RECORD EXTRACTS:
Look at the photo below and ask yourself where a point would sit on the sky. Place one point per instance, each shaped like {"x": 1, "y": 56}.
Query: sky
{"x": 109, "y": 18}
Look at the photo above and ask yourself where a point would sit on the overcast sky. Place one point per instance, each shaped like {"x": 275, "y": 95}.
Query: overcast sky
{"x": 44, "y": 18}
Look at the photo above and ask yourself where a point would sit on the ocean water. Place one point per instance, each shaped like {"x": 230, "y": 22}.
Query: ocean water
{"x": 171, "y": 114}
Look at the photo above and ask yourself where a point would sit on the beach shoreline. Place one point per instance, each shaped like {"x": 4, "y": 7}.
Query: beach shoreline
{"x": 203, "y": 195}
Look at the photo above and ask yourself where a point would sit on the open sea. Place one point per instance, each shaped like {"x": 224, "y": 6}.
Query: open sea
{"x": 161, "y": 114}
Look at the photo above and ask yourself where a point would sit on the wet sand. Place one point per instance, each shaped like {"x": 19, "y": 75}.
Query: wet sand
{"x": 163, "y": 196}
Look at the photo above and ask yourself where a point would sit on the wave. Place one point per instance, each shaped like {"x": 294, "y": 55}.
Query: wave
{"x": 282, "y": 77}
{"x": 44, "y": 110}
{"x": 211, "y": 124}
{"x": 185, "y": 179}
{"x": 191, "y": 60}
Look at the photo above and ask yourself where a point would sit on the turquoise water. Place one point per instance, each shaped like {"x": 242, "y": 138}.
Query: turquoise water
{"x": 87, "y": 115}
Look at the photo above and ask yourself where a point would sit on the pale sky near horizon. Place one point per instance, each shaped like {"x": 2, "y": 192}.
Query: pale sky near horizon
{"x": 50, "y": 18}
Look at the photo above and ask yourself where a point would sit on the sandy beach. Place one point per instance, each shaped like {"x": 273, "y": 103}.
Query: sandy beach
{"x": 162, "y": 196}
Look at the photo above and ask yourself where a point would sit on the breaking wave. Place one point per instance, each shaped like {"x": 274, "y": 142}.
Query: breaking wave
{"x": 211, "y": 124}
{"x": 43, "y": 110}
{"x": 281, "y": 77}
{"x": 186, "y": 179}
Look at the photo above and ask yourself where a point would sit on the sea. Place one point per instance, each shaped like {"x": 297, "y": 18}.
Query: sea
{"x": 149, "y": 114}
--
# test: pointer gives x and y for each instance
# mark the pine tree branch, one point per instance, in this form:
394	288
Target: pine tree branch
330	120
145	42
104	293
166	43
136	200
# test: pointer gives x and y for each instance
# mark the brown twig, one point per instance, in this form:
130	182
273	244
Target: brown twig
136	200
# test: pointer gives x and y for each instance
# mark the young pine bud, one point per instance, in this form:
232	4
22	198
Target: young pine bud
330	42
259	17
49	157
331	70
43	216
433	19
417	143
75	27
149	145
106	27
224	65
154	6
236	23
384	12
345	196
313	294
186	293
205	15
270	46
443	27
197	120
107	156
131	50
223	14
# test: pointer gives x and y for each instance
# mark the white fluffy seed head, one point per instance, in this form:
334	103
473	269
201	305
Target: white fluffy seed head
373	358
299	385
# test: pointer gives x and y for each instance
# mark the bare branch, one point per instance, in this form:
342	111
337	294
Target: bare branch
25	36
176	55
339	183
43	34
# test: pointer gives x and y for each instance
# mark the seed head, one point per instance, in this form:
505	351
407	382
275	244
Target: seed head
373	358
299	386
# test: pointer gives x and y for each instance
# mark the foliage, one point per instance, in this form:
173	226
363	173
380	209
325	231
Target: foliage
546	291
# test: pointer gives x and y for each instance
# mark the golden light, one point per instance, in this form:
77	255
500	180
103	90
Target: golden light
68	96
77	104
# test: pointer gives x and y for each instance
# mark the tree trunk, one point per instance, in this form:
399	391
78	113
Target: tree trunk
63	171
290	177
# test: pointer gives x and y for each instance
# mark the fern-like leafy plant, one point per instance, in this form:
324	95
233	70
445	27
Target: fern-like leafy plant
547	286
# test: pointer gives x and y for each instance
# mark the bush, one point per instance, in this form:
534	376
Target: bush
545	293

WHAT YOU SHOULD DO: Pull out every line of the items above that contains the string "seed", copying each one in full.

COMPLETE ANSWER:
# mark the white fluffy seed head, one point per instance, in this form:
Target: white fluffy seed head
# mark the seed head, one point per instance, in this form:
Target: seed head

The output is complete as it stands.